Excerpt provided →
*-*-*

In addition to candidates for the above, many Harvard graduate students pursuing PhDs in the study of religion work closely with Divinity School faculty. These students are formally affiliated with the Committee on the Study of Religion which is made up of 50% Arts and Sciences and 50% Divinity faculty members and housed in the Faculty of Arts and Sciences.


In April 2014, the Faculty of HDS voted to unify the ThD and PhD in the study of religion in the Graduate School of Arts and Sciences (GSAS), suspending admission to the ThD starting in fall 2015. Those previously admitted to the ThD program continue to be candidates for the ThD, with the first cohort of PhD candidates entering in fall 2015.[6] While many PhD students in the GSAS take courses at HDS, and admissions material from HDS advertises the PhD in the study of religion, PhD students are formally enrolled in the GSAS and not at HDS; only the GSAS at Harvard may award the PhD.

*-*-*

Task item a → In the passage on Harvard's doctoral study of religion, which school is the only one at Harvard that may award the PhD?

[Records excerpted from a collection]
*-*-*

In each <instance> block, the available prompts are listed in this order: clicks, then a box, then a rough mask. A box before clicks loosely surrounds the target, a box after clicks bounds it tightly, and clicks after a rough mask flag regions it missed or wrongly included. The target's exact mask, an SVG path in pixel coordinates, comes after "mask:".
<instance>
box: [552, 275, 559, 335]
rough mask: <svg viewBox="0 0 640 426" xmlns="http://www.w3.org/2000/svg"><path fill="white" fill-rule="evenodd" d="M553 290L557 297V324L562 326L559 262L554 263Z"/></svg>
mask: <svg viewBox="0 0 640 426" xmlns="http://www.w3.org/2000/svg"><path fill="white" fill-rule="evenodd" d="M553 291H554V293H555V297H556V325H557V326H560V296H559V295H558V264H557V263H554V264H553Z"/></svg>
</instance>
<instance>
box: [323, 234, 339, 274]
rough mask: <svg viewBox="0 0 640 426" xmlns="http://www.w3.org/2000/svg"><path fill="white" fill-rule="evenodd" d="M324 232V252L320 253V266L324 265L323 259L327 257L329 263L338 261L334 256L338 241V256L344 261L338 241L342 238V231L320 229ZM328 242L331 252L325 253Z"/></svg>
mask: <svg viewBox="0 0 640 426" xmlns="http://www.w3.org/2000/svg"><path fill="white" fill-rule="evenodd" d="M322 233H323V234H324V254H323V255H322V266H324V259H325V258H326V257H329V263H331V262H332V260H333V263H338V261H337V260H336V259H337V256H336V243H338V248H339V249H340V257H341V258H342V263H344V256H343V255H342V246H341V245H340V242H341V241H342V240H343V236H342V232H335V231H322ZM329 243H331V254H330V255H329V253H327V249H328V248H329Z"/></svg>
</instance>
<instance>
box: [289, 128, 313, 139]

*-*-*

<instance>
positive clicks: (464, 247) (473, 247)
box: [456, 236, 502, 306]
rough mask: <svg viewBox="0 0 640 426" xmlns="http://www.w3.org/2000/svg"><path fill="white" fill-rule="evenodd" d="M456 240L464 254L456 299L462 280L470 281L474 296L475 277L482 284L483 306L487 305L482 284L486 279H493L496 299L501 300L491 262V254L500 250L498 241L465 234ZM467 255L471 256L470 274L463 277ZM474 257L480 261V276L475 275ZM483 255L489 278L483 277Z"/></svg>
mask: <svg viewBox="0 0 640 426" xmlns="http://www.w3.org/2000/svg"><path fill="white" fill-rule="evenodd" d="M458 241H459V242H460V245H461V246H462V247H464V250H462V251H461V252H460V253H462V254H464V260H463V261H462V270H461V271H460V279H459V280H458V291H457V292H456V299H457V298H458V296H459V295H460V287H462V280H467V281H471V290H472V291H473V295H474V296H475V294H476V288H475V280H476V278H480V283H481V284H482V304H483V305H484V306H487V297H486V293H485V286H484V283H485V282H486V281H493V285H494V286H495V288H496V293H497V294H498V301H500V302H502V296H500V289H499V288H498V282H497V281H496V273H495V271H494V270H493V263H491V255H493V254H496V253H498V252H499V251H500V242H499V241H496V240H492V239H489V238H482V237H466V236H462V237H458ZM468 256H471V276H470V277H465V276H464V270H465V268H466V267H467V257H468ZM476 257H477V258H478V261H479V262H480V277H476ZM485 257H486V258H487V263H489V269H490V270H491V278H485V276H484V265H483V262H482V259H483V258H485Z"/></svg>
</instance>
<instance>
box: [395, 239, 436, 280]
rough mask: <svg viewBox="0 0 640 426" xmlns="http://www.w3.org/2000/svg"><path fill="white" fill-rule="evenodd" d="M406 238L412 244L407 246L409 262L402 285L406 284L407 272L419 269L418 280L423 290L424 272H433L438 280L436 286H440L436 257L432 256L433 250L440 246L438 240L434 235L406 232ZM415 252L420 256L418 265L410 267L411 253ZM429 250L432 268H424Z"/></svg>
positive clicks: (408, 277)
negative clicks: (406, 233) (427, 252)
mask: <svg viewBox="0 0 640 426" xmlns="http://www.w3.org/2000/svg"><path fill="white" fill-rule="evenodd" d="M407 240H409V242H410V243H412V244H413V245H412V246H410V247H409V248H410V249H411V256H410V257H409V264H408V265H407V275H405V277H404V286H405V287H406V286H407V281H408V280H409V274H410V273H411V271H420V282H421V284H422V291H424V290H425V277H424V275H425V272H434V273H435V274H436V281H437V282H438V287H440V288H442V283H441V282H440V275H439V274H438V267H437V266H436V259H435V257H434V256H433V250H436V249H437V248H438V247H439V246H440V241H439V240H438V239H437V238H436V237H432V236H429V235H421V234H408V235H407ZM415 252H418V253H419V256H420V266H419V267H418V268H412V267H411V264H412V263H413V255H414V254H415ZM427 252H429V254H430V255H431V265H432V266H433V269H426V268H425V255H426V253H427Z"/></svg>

*-*-*

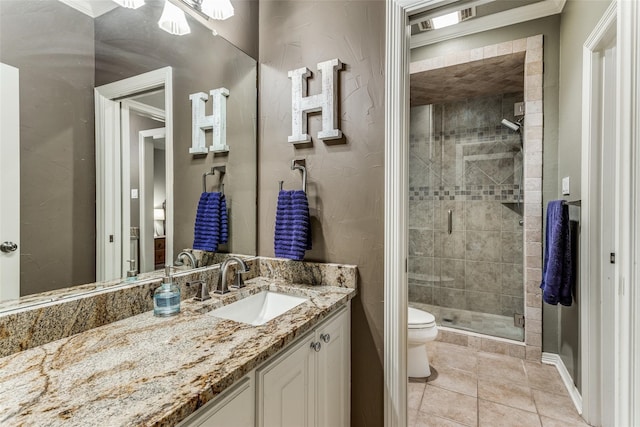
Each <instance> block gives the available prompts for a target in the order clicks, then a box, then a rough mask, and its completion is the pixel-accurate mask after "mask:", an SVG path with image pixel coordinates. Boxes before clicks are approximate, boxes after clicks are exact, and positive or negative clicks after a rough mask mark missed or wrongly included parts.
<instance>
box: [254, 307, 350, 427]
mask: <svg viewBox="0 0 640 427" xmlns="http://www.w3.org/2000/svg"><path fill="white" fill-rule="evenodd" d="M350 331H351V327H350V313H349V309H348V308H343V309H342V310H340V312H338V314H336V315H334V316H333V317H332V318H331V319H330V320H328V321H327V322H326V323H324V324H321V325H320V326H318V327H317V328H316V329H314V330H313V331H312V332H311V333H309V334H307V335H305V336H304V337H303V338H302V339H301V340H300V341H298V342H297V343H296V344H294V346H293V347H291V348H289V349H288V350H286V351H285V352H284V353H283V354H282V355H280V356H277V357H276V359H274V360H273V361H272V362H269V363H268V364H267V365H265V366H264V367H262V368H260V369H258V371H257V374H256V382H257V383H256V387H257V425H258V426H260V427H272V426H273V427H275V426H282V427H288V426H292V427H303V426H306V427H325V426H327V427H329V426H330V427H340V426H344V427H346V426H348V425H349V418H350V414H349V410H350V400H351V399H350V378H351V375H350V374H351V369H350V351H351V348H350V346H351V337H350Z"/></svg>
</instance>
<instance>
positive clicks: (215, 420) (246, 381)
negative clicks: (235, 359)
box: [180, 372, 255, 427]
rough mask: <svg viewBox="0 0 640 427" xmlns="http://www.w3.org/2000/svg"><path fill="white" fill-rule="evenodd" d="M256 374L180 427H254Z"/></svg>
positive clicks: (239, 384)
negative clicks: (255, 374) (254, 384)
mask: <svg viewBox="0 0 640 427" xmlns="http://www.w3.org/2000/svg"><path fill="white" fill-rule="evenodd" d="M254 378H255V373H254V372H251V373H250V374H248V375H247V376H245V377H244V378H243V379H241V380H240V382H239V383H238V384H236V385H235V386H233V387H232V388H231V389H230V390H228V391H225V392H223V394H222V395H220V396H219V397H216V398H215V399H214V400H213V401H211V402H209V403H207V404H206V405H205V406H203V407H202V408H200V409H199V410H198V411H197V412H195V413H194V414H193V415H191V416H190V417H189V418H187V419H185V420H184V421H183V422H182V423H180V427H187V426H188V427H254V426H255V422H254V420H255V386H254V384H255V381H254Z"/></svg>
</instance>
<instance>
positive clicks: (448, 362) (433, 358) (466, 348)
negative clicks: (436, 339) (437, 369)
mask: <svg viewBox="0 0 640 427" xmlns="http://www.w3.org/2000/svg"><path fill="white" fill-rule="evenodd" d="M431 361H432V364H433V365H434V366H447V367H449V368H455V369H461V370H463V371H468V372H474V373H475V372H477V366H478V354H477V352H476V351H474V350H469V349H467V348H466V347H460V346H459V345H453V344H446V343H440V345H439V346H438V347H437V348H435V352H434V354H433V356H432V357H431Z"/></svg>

*-*-*

Task item b → Collect every line of the entries that contains the string "then", where case counts.

Exercise solution a → Only the Graduate School of Arts and Sciences (GSAS) may award the PhD.

Exercise solution b →
In each <instance> block, the available prompts are listed in this order: clicks, then a box, then a rough mask. A box before clicks loosely surrounds the target, a box after clicks bounds it tightly, and clicks after a rough mask flag regions it missed or wrongly included. The target's exact mask, an SVG path in pixel coordinates, comes after "mask:".
Each <instance> block gives the available prompts for a target in the order clicks, then a box, then a rough mask, and its completion is the pixel-accurate mask after "mask:", an SVG path with image pixel coordinates. Boxes before clicks are approximate, boxes after clicks are exact, and positive or negative clicks after a rough mask mark missed or wrongly included parts.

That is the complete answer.